**Task details**. For every line below, restate it exactly and drop the images.

=== Section Start ===

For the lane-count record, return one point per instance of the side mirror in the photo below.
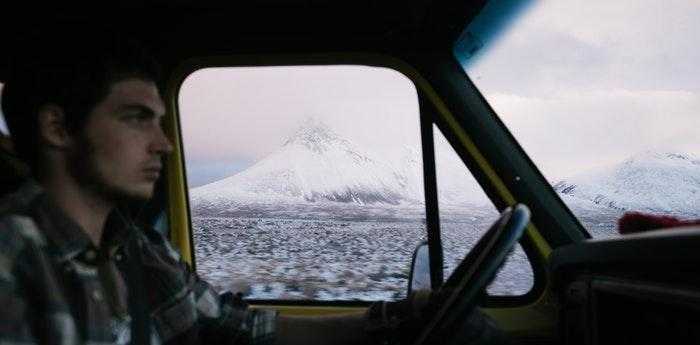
(419, 278)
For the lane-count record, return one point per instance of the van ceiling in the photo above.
(180, 29)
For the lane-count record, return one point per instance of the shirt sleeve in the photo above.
(33, 309)
(187, 306)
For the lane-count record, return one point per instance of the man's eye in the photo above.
(137, 118)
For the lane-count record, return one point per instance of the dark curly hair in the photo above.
(75, 76)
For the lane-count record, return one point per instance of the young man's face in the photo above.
(119, 152)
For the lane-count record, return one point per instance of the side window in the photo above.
(305, 183)
(605, 101)
(3, 124)
(465, 214)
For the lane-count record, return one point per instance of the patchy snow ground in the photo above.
(276, 258)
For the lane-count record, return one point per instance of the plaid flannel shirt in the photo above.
(56, 287)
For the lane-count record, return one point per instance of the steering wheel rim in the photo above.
(458, 297)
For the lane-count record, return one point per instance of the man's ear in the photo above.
(53, 130)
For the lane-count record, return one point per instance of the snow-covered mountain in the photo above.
(316, 165)
(650, 181)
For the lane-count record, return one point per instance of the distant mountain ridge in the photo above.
(661, 182)
(314, 165)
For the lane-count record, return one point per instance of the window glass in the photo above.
(3, 124)
(465, 215)
(604, 97)
(304, 182)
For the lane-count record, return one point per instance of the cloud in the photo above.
(568, 132)
(596, 45)
(234, 113)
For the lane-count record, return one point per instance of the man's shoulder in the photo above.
(17, 228)
(19, 201)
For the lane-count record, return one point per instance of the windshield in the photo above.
(603, 97)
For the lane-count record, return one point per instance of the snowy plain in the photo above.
(334, 259)
(324, 219)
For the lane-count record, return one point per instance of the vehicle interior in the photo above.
(631, 289)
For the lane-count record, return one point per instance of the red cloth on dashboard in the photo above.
(632, 222)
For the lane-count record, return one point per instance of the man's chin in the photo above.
(135, 193)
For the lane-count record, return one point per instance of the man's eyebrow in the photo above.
(141, 109)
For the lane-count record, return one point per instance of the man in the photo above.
(75, 265)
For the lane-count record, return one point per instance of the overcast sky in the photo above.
(580, 84)
(232, 117)
(588, 84)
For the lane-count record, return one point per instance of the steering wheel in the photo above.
(458, 297)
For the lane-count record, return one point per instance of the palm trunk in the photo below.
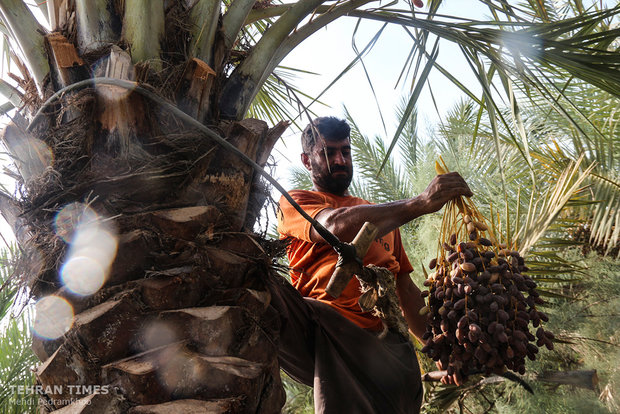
(182, 321)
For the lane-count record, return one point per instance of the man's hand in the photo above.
(442, 189)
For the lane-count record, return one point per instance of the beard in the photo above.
(334, 182)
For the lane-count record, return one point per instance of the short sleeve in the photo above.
(401, 256)
(290, 222)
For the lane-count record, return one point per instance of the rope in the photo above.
(344, 249)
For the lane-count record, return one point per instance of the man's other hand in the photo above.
(442, 189)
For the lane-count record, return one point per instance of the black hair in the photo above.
(330, 127)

=== Section End ===

**Solution for this task**.
For the lane-count record, return one point per instance of the side mirror in the photo below.
(419, 278)
For the lane-count record, return one point per instance of the van ceiling in the photo above.
(180, 29)
For the lane-count record, return one point per instance of the shirt sleeve in the photo above.
(33, 309)
(187, 306)
For the lane-count record, return one point per instance of the man's eye in the photo above.
(137, 118)
For the lane-count record, return one point per instance of the dark curly hair in the photo above.
(75, 76)
For the lane-count record, return one point per instance of the young man's face in the photo above.
(119, 152)
For the lane-count record, return one point per instance of the side window in the photo above.
(305, 183)
(605, 101)
(3, 124)
(465, 214)
For the lane-count record, return one point per instance of the patchy snow ground in the photo above.
(276, 258)
For the lane-count record, return one point per instance of the plaid flannel shirt in the photo above.
(56, 287)
For the lane-count record, return one point per instance of the steering wheel rim in the photo above.
(458, 297)
For the lane-count record, return one point per instance of the man's ear in the photo above.
(53, 130)
For the lane-count record, return one point per instance of the snow-covered mountain in the photo above.
(316, 165)
(650, 181)
For the lane-count record, return one point per instance of the distant mountain ridge in the photo above.
(661, 182)
(314, 165)
For the lane-count record, return one point per instance of the window glass in the photo above.
(3, 124)
(465, 215)
(604, 97)
(304, 182)
For the lane-count record, return one point per instance of the cloud in the photo above.
(568, 132)
(596, 45)
(234, 113)
For the lane-count record, return one point per instance of the man's shoulder in the photo above.
(17, 228)
(19, 201)
For the lane-count record, return one point per instance of the windshield in the photo above.
(603, 97)
For the lane-count record, return one point per instance of the snowy plain in the photo above.
(334, 259)
(324, 219)
For the lane-count record, return one point per instance of the vehicle interior in the photo above.
(631, 289)
For the lane-count record, return one point per instance of the red cloth on dashboard in the photo above.
(632, 222)
For the lane-count record, return one point per instance of the man's chin in the photo above.
(135, 193)
For the lane-count record, return one point per instance of the man's eyebrow in the photo above.
(141, 109)
For the lane-count record, return one point per instance of the man in the photo above.
(75, 265)
For the lane-count record, return one point per instance of the overcast sky in the photo above.
(580, 84)
(232, 117)
(588, 84)
For the lane-count record, return one point per instance of the steering wheel in the photo above.
(458, 297)
For the lane-count record, return one point per instance of the palm trunk in the photo below.
(182, 321)
For the lane-count record, return one point per instance of the man's hand in the photo above.
(442, 189)
For the lane-count record, return one point per instance of the beard in the photo above.
(334, 182)
For the lane-count record, return one point per instance of the short sleeve in the photo above.
(401, 256)
(290, 222)
For the lane-count record, return one point per instance of the rope in the photo above.
(344, 249)
For the lane-count record, return one point per instance of the man's other hand in the photo above.
(442, 189)
For the lane-count record, return one point per instance of the black hair in the photo above.
(330, 127)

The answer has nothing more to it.